- [Reading text]
┏━━

Pix2Pix

This tutorial will guide you on how to use the pix2pix software for learning image transformation functions between parallel datasets of corresponding image pairs.

What does pix2pix do?

pix2pix is shorthand for an implementation of a generic image-to-image translation using conditional adversarial networks, originally introduced by Phillip Isola et al. Given a training set which contains pairs of related images (“A” and “B”), a pix2pix model learns how to convert an image of type “A” into an image of type “B”, or vice-versa. For example, suppose we have pairs of images, where A is a black & white image and B is an RGB-color version of A, e.g. the following:

Color image "B"
Corresponding black & white image "A"

A pix2pix network could be trained on a training set of such corresponding pairs to learn how to make full-color from black & white images. Once a pix2pix network has been trained on such a dataset, it could then be used to color arbitrary black & white images. For example, below, we apply the learned colorization model on a black & white image from our test set, and generate a colored version of it. For comparison, we show the actual color image that it came with, to see how well the network is able to reconstruct the original color image (called the “target”).

input
target (original color photograph)
output from colorizing black & white (made with colorize-it)

As we see above, the output is not identical to the input, but the network does a fairly decent job. We should expect that it will be able to color new, previously unseen black & white images to around the same accuracy.

Generalizing a bit

Many important image processing tasks can be framed as image to image translation tasks of this sort. Deblurring or denoising images can be framed in this way, and indeed there had been a great deal of past research in learning various specific image-to-image translation tasks like those and others. The nice thing about pix2pix is that it is generic; it does not require pre-defining the relationship between the two types of images. It makes no assumptions about the relationship and instead learns the objective during training, by comparing the defined inputs and outputs during training, and inferring the objective. This makes pix2pix highly flexible and adaptable to a wide variety of situations, including ones where it is not easy to verbally or explicitly define the task we want to model.

We get a good sense of this by considering a more complicated example, that of the CMP facades dataset which pix2pix has a download link for. Let’s look at a small sample of images from the facades dataset.

┗━━

- [Given data]
┏━━

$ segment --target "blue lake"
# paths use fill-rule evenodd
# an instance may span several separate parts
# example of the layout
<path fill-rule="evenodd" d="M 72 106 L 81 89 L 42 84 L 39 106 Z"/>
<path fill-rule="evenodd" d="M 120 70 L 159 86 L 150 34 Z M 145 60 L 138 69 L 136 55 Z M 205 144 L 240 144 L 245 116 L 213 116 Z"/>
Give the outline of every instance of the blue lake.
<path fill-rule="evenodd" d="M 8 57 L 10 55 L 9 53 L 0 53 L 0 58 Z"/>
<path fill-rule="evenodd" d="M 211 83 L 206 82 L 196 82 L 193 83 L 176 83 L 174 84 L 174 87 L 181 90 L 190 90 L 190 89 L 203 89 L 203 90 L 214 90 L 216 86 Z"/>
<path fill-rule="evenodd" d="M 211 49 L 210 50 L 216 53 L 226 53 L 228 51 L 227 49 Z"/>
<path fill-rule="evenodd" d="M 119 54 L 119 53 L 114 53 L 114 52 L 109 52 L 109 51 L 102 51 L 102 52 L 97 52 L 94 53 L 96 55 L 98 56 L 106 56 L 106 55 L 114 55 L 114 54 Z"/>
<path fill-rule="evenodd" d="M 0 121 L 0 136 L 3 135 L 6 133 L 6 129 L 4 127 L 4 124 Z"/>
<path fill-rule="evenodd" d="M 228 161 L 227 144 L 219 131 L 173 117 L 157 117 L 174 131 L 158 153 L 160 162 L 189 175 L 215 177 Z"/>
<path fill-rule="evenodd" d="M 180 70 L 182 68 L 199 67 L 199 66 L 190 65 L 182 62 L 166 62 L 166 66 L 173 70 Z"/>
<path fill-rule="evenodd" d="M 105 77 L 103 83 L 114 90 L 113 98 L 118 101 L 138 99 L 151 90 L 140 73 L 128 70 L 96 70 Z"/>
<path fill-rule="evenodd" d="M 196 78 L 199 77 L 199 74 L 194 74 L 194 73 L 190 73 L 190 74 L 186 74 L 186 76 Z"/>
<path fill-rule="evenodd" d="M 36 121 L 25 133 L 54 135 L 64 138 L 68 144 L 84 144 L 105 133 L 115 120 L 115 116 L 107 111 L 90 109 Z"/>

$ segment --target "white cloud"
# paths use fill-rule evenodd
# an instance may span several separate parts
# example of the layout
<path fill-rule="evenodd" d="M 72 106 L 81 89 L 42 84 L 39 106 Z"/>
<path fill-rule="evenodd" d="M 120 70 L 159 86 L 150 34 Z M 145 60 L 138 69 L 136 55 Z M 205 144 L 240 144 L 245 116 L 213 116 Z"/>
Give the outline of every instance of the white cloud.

┗━━

- [Exercises]
• 1. Copy out the stretch of the records from their first line through the line containing "228 161 L 227", word for word and including both ends.
• 2. Resume the pix2pix tutorial and continue it from its last sentence.

- [Outputs]
• 1.
$ segment --target "blue lake"
# paths use fill-rule evenodd
# an instance may span several separate parts
# example of the layout
<path fill-rule="evenodd" d="M 72 106 L 81 89 L 42 84 L 39 106 Z"/>
<path fill-rule="evenodd" d="M 120 70 L 159 86 L 150 34 Z M 145 60 L 138 69 L 136 55 Z M 205 144 L 240 144 L 245 116 L 213 116 Z"/>
Give the outline of every instance of the blue lake.
<path fill-rule="evenodd" d="M 8 57 L 10 55 L 9 53 L 0 53 L 0 58 Z"/>
<path fill-rule="evenodd" d="M 211 83 L 206 82 L 196 82 L 193 83 L 176 83 L 174 84 L 174 87 L 181 90 L 190 90 L 190 89 L 203 89 L 203 90 L 214 90 L 216 86 Z"/>
<path fill-rule="evenodd" d="M 211 49 L 210 50 L 216 53 L 226 53 L 228 51 L 227 49 Z"/>
<path fill-rule="evenodd" d="M 119 54 L 119 53 L 114 53 L 114 52 L 109 52 L 109 51 L 102 51 L 102 52 L 97 52 L 94 53 L 96 55 L 98 56 L 106 56 L 106 55 L 114 55 L 114 54 Z"/>
<path fill-rule="evenodd" d="M 0 121 L 0 136 L 3 135 L 6 133 L 6 129 L 4 127 L 4 124 Z"/>
<path fill-rule="evenodd" d="M 228 161 L 227 144 L 219 131 L 173 117 L 157 117 L 174 131 L 158 153 L 160 162 L 189 175 L 215 177 Z"/>

• 2.
examples from facades dataset
 

We have on one side photographs of building facades, and on the other side, their corresponding label maps which have been hand-labeled by human beings. The label maps are color-coded according to the object it’s representing, i.e. walls, windows, and doors. We can train pix2pix to generate the facade pictures from the label maps. If we do that, we can then attempt to generate an output from a test input, and compare the output to the original target image in the test dataset.

input
target (original facade)
output (facade generated from input)

The output has numerous features that are different from the target, and has a somewhat different color, and is especially guessing in the regions where the labels are sparse. But it gets most of the main architectural features in the right place. This leads us to believe that we can mock up whole new label maps and create realistic looking facades from them! This could be very useful for an architect; they can sketch a design for a building and then quickly prototype textures for it (perhaps choosing from several dozen since they are so easy to produce).

Of course, we could have trained the network in the other direction as well; train it to generate the label maps from the real images. This can be very useful as well; suppose you are in charge of a startup which is generating special types of label maps from satellite images. This provides a way to do it quickly and cheaply.

Another important quality of pix2pix is that it requires a relatively small number of examples – for a low-complexity task, perhaps only 100-200 samples, and usually less than 1000, in contrast to networks which often requires tens or even hundreds of thousands of samples. The downside is that the model loses some generality, perhaps overfitting to the training samples, and thus can feel a bit repetitive or patchy. Still, those practical advantages make it extremely easy to deploy for a wide variety of images, enabling rapid experimentation. Since we aren’t burdened with having to collect tens of thousands of examples, we may be able to create our own datasets with relatively little overhead.

Getting creative with it

The beauty about a trained pix2pix network is that it will generate an output from any arbitrary input. So far, we’ve looked at examples for which we already knew the correct output (the target), so that we could visually compare them. But the network will take in just about anything once it’s trained, giving us some space to be creative. Let’s look at some examples.

Sketches to objects

The original pix2pix software came with a number of “sketch to object” datasets. These were usually a number of images of some kind of object (say shoes) along with its edge map (the “sketch”) which can be cheaply extracted from the image using standard image-processing techniques (like Canny edge detection in OpenCV). By training a pix2pix network to convert the sketch into the image, we are then able to use the model to convert a new unseen sketch into an image of the object type.

Here are some samples of sketches being turned into shoes.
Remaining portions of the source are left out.